Output nothing but the lines from the line with "Exercise. Put one point on each instance of the blue" through the end of the listing below, both ends included.

## START MATERIAL SUPPLIED

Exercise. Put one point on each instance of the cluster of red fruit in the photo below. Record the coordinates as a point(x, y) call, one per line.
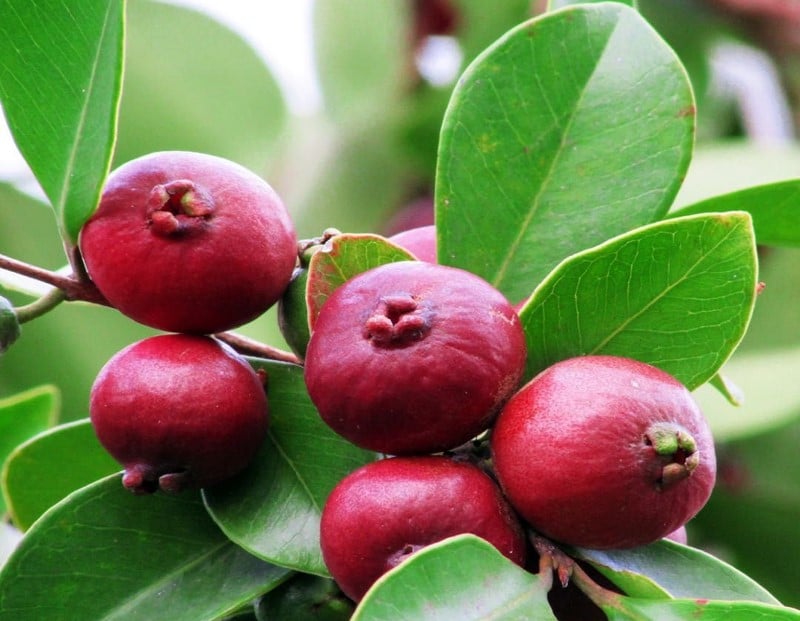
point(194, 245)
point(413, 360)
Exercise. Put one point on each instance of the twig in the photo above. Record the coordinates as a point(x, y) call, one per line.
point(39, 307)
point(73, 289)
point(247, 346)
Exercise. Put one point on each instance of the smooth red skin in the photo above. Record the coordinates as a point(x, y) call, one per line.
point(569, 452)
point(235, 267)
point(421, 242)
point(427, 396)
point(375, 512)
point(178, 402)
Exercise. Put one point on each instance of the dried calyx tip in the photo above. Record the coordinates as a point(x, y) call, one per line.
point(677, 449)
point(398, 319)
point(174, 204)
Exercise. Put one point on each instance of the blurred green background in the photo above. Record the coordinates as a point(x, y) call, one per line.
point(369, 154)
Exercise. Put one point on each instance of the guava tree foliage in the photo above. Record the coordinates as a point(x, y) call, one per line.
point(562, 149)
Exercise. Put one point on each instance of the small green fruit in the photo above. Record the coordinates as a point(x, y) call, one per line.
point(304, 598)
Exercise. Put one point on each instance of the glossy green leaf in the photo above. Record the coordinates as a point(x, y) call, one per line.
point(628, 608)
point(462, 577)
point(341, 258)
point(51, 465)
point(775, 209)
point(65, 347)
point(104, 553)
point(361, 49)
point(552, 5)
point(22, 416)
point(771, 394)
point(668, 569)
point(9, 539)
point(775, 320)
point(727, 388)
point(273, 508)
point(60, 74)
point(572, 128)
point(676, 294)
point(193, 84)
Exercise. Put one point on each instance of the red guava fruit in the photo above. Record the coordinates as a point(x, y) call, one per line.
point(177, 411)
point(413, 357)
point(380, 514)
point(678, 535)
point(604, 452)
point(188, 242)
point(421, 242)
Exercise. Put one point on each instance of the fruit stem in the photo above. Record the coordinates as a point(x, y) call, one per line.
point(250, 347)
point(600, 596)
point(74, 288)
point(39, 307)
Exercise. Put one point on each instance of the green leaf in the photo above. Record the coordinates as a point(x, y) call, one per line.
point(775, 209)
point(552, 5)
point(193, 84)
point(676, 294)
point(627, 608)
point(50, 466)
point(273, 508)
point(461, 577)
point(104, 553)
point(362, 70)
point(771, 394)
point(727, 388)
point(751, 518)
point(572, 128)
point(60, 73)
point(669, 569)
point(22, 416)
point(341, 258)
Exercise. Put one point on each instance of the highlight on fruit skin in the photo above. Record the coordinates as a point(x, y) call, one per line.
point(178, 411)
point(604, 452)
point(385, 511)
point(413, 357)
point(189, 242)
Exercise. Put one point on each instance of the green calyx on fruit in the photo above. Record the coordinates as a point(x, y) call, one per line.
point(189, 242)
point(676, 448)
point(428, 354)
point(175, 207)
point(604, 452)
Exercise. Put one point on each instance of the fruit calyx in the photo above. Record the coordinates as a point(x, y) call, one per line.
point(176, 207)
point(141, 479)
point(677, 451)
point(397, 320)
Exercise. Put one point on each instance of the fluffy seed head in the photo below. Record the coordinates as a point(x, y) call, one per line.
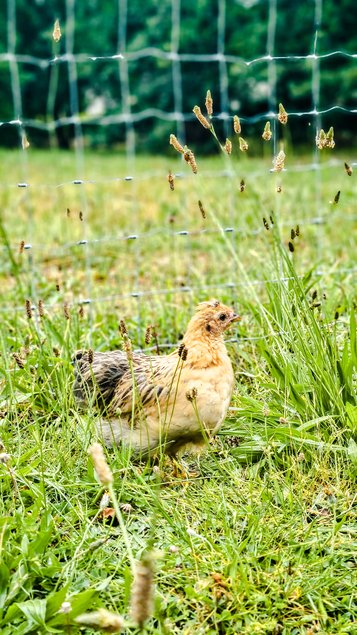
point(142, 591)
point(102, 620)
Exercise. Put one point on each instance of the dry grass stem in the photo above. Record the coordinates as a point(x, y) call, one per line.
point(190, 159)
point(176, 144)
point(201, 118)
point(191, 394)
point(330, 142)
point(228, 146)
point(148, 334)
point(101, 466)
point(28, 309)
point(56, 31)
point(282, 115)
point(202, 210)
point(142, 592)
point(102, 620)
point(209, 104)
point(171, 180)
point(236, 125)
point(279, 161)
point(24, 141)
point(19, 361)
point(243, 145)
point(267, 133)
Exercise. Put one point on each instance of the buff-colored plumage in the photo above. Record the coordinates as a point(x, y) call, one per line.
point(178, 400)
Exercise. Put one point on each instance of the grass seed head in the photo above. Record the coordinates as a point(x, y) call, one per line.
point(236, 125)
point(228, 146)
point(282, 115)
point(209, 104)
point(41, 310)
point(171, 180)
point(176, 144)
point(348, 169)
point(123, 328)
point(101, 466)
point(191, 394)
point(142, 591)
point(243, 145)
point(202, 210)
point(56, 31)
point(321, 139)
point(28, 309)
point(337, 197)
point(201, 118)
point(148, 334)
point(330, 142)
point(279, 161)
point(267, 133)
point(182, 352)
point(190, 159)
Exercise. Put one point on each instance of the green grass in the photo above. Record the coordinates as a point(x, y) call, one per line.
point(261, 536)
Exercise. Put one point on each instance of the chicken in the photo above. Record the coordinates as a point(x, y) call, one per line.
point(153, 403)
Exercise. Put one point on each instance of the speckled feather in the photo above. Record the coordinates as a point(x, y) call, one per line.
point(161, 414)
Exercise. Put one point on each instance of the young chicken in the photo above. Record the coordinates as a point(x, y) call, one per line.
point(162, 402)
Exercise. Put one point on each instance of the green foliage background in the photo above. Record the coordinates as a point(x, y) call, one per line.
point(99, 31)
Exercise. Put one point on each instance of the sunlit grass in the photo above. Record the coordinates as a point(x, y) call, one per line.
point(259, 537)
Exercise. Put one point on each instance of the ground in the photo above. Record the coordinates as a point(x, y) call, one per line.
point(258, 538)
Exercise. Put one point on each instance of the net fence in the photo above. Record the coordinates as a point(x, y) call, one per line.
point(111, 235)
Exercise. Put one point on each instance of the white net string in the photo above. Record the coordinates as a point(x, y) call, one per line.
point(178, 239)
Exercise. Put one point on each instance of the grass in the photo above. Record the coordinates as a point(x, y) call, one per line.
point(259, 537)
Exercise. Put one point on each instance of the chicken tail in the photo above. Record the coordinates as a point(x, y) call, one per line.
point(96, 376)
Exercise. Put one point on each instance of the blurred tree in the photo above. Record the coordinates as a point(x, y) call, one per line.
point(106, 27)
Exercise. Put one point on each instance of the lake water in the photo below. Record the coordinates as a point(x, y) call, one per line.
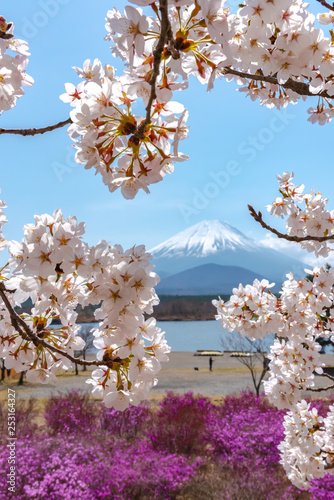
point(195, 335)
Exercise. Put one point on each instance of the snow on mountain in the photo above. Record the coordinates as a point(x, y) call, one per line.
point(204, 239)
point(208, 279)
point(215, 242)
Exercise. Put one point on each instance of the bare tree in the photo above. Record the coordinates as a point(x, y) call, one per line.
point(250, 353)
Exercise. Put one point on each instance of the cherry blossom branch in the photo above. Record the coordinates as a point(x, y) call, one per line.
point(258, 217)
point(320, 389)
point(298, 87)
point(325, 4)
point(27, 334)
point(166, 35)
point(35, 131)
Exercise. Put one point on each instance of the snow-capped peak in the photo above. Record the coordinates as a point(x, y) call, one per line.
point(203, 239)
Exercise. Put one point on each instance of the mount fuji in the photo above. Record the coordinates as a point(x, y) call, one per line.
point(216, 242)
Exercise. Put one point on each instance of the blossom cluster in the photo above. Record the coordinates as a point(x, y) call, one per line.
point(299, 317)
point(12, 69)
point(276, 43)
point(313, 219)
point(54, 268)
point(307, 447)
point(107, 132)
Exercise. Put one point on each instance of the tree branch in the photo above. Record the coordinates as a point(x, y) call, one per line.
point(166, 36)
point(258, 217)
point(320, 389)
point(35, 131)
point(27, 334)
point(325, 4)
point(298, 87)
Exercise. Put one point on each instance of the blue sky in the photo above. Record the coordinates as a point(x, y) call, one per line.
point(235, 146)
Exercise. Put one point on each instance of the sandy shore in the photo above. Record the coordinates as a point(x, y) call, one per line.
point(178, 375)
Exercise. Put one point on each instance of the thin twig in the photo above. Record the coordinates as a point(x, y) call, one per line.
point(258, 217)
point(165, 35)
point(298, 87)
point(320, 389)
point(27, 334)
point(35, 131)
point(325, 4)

## END MATERIAL SUPPLIED

COMPLETE RESPONSE:
Exercise. Put one point on each instance of the blue sky in the photo above. Record the coordinates as a point(x, y) call, one per line.
point(235, 146)
Exercise. Put one point on each instance of the sandy shore in the photo above. Record the coordinates as a point(x, y) call, one per line.
point(178, 375)
Exercise. Put one point on each instance of the thin twig in the photo above. Record the coordinates as a point(x, y) call, one per line.
point(258, 217)
point(165, 35)
point(298, 87)
point(320, 389)
point(27, 334)
point(35, 131)
point(325, 4)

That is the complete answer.